**Reading text:**
* START *

# Power Query (web page to Excel) - when there is no table?



## GabrielAIK (Apr 24, 2018)

Hi,

I would like to fetch data from an Internet page to Excel, but the problem is that the web page in question does not have a table that is importable. 

Is it still possible to fetch the data, or is there no hope?

I'd like to fetch information from a website called Avanza.

E.g. this stock: https://www.avanza.se/aktier/om-aktien.html/82987/nokia-oyj

If you scroll down you see something called "Mäklarstatistik" (Broker statistics). I want to sort this by "Köpt" and then fetch the top 5 rows to Excel.

Is this possible?

Thanks!


----------



## Norie (Apr 24, 2018)

That data is in a table.

What's happening when you try to access it using Power Query?


----------



## GabrielAIK (Apr 24, 2018)

Oh alright!

I thought there needed to be a yellow arrow next to the table, for me to be able to select it. However, I cannot see such an arrow.

I can access the website using Power Query, but it looks just as if I opened it through a regular Chrome session.


----------



## GabrielAIK (Apr 24, 2018)

I think I fixed it?

I imported the whole website to a sheet, and then just removed all rows that I did not want. Then I went to the "Köpt"-column, and in Excel sorted from Largest to Smallest.

Should be it? I will double check later on when there are updated trades


----------



## Norie (Apr 24, 2018)

When I use goto Data>New Query>From Other Sources>From Web and enter the URL you posted I, eventually get to a Navigator page.

The Navigator page has 2 tabs, Table View and and Web View, and when I select Table View I get a list of tables.

The table you want, I think, is Table 0.


----------



## GabrielAIK (Apr 24, 2018)

Norie said:


> When I use goto Data>New Query>From Other Sources>From Web and enter the URL you posted I, eventually get to a Navigator page.
> 
> The Navigator page has 2 tabs, Table View and and Web View, and when I select Table View I get a list of tables.
> 
> The table you want, I think, is Table 0.

* END *

**Information provided:**
* START *

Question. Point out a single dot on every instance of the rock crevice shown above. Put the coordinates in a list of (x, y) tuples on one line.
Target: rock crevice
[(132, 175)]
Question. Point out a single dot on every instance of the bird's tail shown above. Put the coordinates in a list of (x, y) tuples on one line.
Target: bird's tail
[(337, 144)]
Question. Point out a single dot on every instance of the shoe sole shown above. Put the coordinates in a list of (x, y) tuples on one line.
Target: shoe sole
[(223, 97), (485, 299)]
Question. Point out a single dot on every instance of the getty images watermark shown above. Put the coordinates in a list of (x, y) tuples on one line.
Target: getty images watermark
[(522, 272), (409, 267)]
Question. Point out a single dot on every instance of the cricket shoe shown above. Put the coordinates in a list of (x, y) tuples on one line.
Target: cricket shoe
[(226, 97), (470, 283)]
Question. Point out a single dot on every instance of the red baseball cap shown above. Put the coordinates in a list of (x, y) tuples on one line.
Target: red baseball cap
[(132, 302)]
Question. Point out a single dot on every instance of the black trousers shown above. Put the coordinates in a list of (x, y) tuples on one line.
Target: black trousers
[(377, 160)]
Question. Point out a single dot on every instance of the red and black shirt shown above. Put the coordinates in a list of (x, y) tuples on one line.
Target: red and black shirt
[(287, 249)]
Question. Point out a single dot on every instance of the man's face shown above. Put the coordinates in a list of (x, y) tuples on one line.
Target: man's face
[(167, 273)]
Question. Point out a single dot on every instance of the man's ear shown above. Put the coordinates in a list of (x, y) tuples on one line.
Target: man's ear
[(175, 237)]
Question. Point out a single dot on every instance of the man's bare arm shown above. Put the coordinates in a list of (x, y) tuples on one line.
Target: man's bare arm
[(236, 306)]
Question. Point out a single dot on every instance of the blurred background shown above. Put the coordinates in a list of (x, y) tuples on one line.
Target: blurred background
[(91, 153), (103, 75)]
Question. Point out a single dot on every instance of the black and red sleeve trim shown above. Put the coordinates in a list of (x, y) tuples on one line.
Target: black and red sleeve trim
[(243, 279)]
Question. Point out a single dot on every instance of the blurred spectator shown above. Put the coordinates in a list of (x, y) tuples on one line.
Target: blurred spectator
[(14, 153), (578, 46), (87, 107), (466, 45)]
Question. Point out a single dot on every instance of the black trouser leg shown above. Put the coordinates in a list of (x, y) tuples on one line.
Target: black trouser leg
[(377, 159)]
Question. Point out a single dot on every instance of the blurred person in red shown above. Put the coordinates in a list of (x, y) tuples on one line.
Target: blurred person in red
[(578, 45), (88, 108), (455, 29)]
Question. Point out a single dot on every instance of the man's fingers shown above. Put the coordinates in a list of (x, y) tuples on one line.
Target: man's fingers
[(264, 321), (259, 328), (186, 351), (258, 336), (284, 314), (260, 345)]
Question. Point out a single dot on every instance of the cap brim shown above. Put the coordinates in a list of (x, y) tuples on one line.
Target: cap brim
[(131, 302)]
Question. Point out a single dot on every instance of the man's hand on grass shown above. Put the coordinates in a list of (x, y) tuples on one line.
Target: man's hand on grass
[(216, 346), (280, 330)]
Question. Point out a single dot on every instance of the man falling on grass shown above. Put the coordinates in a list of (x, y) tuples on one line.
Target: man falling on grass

* END *

**Given exercise:**
Answer these questions from the forum thread:
(a) What is the name of the website the first poster wants to fetch data from?
(b) How many top rows of the broker statistics does the first poster want to bring into Excel?
(c) Which table does Norie think is the one wanted?
The listing above comes from a different source than the forum thread.

**Task response:**
(a) Avanza
(b) Five
(c) Table 0